▶ [YOUR GOAL]
Return each line of the listing below that contains the word "Drop".

▶ [TASK DATA]
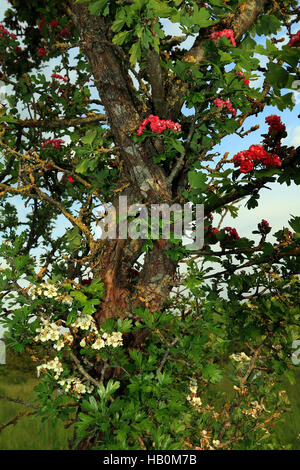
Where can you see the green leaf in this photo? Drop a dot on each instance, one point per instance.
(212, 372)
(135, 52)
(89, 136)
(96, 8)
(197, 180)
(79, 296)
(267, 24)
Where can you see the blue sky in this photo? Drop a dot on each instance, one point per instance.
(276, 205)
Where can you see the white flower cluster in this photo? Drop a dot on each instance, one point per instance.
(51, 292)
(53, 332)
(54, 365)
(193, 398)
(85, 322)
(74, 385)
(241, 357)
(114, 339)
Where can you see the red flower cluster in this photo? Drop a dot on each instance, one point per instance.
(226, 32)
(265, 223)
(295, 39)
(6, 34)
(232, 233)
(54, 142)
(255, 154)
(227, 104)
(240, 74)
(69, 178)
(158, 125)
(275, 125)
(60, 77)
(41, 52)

==

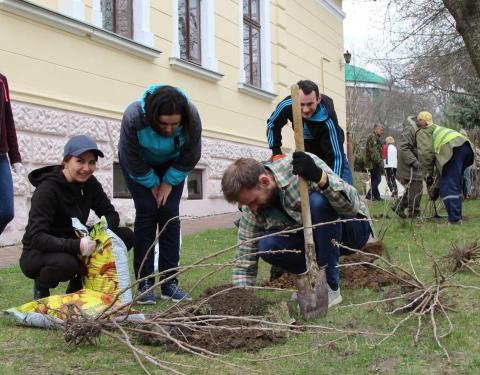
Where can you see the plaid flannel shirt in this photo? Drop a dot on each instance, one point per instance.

▶ [SOLVED EXERCISE]
Where can you see the green leaf in this photo? Drop a dot on each instance, one point per instance.
Where can you see the blue sky in this photo? Drop a dot on each instance, one point per instance.
Where can you see the white flower cluster in this photo? Drop a dot on each instance, one point per instance.
Where can you see the red flower cluster in this photo? Drop a dot on each instance, one point per instance.
Where can you see the plaid flannel shirt in this photo? Drop a dot on each instance, one point per instance.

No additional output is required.